▸ Written exercise A
Can you write out the part of the kinematics text starting at "How to use kinematic" and ending at "displacement are known.", word for word?

▸ Text
· · · ·

Equations (1), (2) & (3) (and sometimes (4)) are the equations of motion with constant acceleration. These are also known as equations of kinematics or kinematic equations.

${v_x}:$ velocity of particle along x-axis of time t

${v_{ox}}:$ velocity of particle along x-axis at t = 0

${a_x}:$ constant acceleration of particle along x-axis

x: position of the particle at time t on the x-axis

${x_o}:$ position of particle at time t = 0 on the x-axis

t: it represents general time.

How to use kinematic equations

The kinematic equation for time, the kinematic equation for velocity

we have first equation of kinematics ${v_x} = {v_{ox}} + {a_x}t$

This expression enables us to determine the velocity at any time t if the initial velocity, the acceleration, and the elapsed time are given.

We have second equation of kinematics $x = {x_o} + {v_{ox}}t + \frac{1}{2}{a_x}{t^2}$ .

This expression enables us to determine the distance traveled during any time t if the initial velocity, acceleration, and time elapsed are known.

We have a third equation that lets us determine the final velocity if the initial velocity, acceleration, and displacement are known.

Solved problems on each kinematic equation

Example 1

An athlete takes 20 sec to reach his maximum speed of 18.0 km/h. What is the magnitude of average acceleration?

Ans. Her athlete is running along the x-axis with constant acceleration; we can use

${v_x} = {v_{ox}} + {a_x}t$

$18 \times \frac{5}{{18}}{\rm{m/s}} = 0 + {a_x} \times 2\,\sec$

$5\,{\rm{m/s}} = {a_x} \times 2\,\sec$

${a_x} = 2.5\,{\rm{m/}}{{\rm{s}}^{\rm{2}}}$

Therefore, the magnitude of the average acceleration is 2.5 m/s².

Example 2

An object having a velocity of 4.0 m/s is accelerated at the rate of 1.2 m/s² for 5.0 sec. Find the distance traveled during the period of acceleration.

Ans. Suppose the object is moving along the +ve x-axis.

· · · ·

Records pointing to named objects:
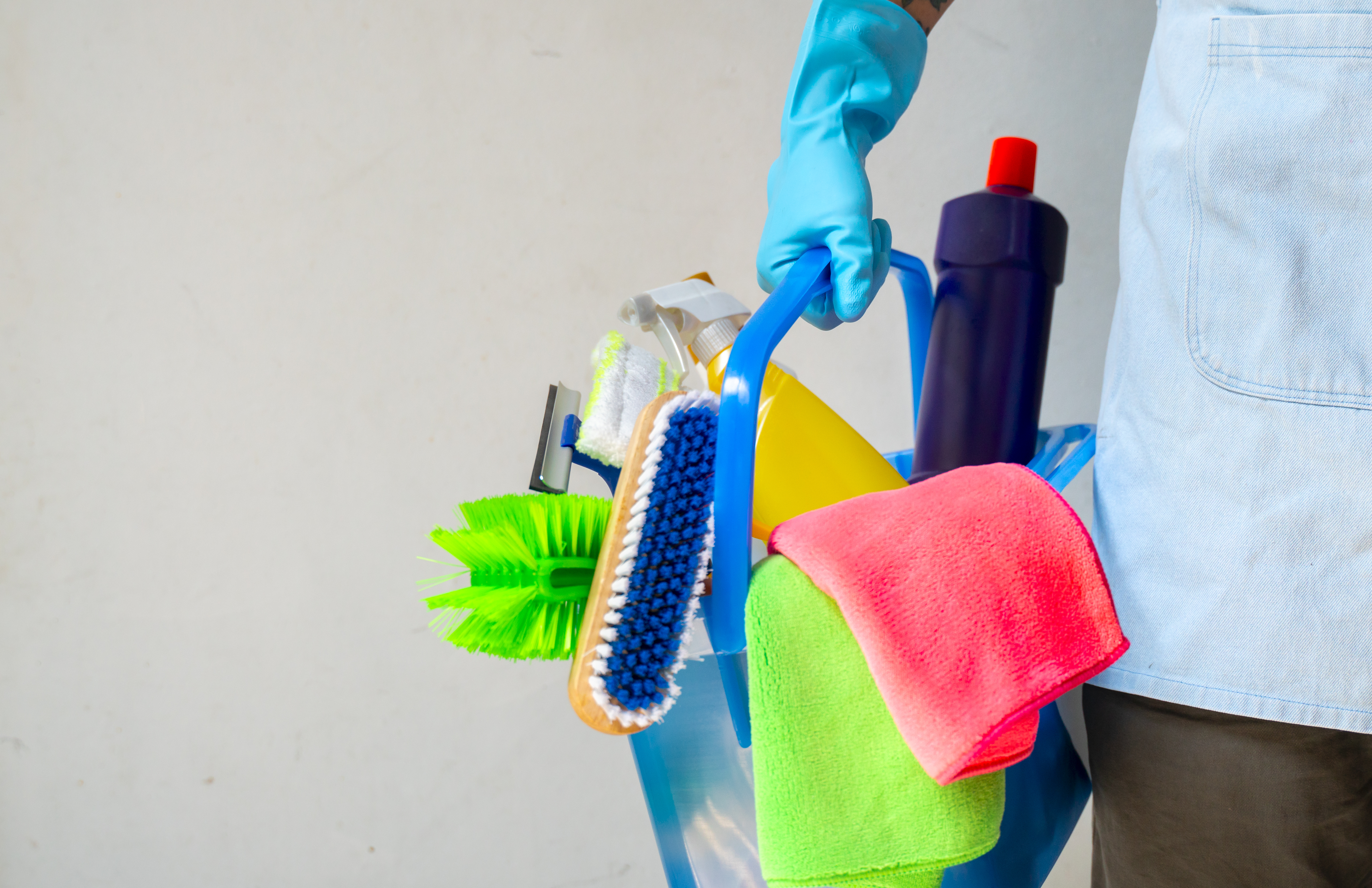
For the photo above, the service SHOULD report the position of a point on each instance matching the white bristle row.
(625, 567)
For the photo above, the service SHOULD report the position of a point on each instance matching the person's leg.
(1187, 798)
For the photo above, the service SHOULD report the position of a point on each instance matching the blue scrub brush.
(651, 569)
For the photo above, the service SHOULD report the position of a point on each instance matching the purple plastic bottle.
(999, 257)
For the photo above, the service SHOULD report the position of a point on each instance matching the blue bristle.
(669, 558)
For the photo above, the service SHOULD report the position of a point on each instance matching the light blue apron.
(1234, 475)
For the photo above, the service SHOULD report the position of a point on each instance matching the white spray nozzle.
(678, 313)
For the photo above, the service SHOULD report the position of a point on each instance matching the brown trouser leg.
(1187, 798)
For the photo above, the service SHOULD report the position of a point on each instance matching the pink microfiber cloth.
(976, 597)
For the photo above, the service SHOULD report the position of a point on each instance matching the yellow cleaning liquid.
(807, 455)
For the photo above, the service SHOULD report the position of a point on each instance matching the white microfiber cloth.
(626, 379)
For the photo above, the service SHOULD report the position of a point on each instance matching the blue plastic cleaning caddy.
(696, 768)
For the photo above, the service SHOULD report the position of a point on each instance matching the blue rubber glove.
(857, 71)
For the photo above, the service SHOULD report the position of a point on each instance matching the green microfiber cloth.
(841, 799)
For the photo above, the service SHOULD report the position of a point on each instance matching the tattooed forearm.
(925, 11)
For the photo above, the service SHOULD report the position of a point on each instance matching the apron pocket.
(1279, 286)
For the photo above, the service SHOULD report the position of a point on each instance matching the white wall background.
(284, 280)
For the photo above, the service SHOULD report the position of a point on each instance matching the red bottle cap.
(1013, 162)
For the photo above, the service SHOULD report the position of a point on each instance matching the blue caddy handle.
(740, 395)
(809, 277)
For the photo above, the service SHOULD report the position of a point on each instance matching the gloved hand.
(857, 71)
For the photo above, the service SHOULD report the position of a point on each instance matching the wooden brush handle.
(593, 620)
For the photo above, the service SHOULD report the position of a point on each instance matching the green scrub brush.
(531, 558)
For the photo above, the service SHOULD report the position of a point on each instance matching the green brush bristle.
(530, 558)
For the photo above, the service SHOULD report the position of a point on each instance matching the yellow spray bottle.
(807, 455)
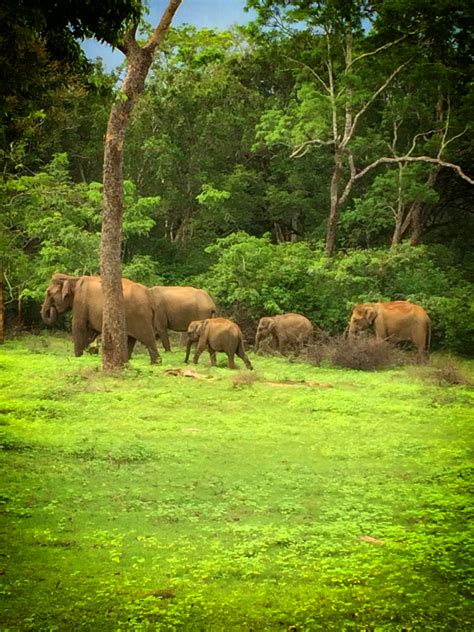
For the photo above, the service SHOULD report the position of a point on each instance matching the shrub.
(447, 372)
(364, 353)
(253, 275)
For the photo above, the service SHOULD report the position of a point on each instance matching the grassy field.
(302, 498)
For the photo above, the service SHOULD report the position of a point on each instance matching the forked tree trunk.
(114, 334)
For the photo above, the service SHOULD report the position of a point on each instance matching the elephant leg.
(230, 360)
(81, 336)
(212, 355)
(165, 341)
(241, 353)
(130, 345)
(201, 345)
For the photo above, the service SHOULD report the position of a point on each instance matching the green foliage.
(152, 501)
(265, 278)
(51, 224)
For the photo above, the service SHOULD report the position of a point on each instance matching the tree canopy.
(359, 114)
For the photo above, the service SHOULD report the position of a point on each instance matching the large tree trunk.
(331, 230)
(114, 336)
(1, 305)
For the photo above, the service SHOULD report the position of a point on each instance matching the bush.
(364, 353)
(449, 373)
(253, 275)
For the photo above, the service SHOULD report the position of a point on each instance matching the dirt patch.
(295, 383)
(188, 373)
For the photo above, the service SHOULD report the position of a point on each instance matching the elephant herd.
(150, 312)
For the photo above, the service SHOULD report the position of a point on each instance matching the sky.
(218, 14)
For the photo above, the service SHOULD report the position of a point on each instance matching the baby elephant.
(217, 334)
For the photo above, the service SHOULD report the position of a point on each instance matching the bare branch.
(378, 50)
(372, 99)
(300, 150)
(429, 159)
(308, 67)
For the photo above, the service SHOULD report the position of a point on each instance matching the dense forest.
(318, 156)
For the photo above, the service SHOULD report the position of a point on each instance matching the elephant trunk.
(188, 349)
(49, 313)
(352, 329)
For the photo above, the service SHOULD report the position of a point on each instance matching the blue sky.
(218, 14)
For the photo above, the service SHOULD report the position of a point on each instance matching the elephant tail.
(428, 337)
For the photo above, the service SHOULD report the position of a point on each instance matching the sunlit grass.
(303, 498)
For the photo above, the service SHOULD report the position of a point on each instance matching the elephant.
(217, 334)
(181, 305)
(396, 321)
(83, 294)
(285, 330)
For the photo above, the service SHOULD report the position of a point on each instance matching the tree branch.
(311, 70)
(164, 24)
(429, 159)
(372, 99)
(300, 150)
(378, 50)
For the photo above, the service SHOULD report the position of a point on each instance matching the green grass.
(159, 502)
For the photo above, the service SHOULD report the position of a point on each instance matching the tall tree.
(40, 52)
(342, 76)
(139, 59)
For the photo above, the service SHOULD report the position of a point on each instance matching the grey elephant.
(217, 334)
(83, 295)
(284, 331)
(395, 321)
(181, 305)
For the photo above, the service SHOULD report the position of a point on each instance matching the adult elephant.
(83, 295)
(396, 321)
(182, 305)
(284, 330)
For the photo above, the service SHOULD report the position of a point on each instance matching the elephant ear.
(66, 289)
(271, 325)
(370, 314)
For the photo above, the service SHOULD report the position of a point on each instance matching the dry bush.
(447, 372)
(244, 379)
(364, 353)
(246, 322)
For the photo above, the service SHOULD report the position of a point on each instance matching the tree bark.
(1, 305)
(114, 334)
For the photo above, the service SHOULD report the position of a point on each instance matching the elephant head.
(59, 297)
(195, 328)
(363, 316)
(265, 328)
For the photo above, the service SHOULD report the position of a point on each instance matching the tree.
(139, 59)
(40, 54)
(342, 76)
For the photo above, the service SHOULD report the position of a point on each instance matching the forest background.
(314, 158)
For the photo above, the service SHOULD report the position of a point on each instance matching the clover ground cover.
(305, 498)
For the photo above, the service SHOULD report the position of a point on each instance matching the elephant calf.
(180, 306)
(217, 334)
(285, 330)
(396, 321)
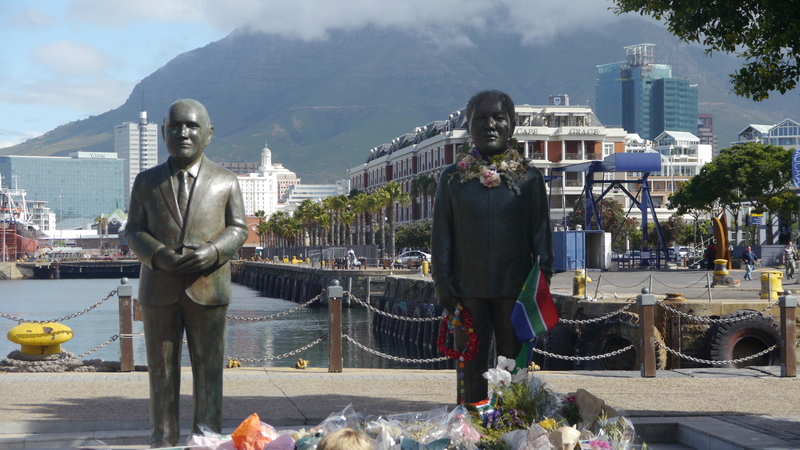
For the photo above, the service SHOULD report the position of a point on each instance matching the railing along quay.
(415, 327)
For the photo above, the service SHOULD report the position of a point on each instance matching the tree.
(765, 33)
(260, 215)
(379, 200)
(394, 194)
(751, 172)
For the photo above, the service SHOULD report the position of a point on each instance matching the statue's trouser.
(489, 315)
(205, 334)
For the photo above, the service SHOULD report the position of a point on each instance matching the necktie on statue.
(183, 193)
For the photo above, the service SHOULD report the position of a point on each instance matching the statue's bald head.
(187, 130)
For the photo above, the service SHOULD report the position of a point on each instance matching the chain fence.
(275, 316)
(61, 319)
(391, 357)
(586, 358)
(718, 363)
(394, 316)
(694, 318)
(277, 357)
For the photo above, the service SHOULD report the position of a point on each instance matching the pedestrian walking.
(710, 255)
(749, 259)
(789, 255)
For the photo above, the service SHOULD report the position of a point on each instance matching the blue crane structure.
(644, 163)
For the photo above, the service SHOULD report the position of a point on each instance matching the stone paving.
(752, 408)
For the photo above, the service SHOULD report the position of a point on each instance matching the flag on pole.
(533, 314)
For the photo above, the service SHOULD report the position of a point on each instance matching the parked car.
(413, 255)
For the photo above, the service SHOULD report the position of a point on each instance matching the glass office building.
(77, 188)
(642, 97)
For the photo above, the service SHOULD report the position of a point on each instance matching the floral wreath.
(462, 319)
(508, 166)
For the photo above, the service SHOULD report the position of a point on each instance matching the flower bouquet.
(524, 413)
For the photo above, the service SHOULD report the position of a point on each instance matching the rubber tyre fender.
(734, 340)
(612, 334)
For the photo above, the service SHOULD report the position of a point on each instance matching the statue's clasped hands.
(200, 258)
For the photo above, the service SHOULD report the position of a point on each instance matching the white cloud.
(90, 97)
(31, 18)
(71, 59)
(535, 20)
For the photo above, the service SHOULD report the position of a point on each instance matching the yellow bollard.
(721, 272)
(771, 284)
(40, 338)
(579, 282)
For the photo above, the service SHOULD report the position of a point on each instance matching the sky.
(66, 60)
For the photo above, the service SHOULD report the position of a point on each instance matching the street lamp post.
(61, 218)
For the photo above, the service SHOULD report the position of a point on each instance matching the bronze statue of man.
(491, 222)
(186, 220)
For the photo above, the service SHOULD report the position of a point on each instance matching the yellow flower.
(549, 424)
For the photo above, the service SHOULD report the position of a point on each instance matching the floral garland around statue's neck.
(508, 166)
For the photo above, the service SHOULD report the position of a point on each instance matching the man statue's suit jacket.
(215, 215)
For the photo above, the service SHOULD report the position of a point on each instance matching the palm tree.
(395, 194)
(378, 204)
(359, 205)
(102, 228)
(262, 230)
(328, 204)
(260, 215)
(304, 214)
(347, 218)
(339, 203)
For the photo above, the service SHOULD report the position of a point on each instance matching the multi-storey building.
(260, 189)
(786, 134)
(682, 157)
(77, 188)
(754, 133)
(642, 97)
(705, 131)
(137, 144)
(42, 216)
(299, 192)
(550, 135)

· · · ·

▸ Written exercise B
Can you put the lines of the records, starting at the first line of the records and ending at the line that contains "(1234, 475)", both included, into a numbered list, skipping blank lines and leaving the pictures out?

▸ Complete output A
How to use kinematic equations

The kinematic equation for time, the kinematic equation for velocity

we have first equation of kinematics ${v_x} = {v_{ox}} + {a_x}t$

This expression enables us to determine the velocity at any time t if the initial velocity, the acceleration, and the elapsed time are given.

We have second equation of kinematics $x = {x_o} + {v_{ox}}t + \frac{1}{2}{a_x}{t^2}$ .

This expression enables us to determine the distance traveled during any time t if the initial velocity, acceleration, and time elapsed are known.

We have a third equation that lets us determine the final velocity if the initial velocity, acceleration, and displacement are known.

▸ Complete output B
1. For the photo above, the service SHOULD report the position of a point on each instance matching the white bristle row.
2. (625, 567)
3. For the photo above, the service SHOULD report the position of a point on each instance matching the person's leg.
4. (1187, 798)
5. For the photo above, the service SHOULD report the position of a point on each instance matching the blue scrub brush.
6. (651, 569)
7. For the photo above, the service SHOULD report the position of a point on each instance matching the purple plastic bottle.
8. (999, 257)
9. For the photo above, the service SHOULD report the position of a point on each instance matching the blue bristle.
10. (669, 558)
11. For the photo above, the service SHOULD report the position of a point on each instance matching the light blue apron.
12. (1234, 475)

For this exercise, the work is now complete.